* start Records *

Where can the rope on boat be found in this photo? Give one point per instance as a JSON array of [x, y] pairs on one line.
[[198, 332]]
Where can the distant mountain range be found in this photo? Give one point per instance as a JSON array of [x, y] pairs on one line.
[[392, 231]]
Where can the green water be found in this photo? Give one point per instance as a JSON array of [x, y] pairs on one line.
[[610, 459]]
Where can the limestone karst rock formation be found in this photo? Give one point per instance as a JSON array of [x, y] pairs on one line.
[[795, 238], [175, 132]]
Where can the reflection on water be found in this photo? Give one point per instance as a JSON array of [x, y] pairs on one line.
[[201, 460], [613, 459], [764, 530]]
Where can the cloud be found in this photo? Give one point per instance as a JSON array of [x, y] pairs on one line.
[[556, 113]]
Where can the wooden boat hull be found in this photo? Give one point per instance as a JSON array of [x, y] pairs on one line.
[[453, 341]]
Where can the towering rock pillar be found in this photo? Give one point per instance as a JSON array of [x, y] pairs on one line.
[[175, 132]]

* end Records *

Retype every item above word for word, with nothing changed.

▶ [Solution]:
Where can the rope on boat be found in this photo? Give one point per instance as a JSON array of [x, y] pairs on one line.
[[198, 332]]
Where can the distant mountain range be found in this photo? Give one point per instance as a JSON array of [x, y] pairs on one line.
[[392, 231]]
Where can the green water be found in this photo? Give one point per instance as a JSON array of [x, y] pairs on one line.
[[610, 459]]
Where can the limestone karst rock formation be found in this photo? Give one point per instance as a JSON array of [x, y] pairs on one line.
[[795, 238], [175, 132]]
Where can the reflection on water be found in this photo? Give one point per instance as a JSON array of [x, y] pairs on one line.
[[201, 460], [613, 459], [764, 530]]
Where can the cloud be found in this photo? Give one point per instance as a JSON array of [x, y] pairs on one line.
[[556, 113]]
Where can the wooden boat hull be found in this photo? Give one point per instance as a JSON array of [x, y] pairs on one line.
[[453, 341]]
Where can the towering rock pillar be found in this photo? Give one point per instance as a JSON array of [x, y] pairs on one line.
[[175, 132]]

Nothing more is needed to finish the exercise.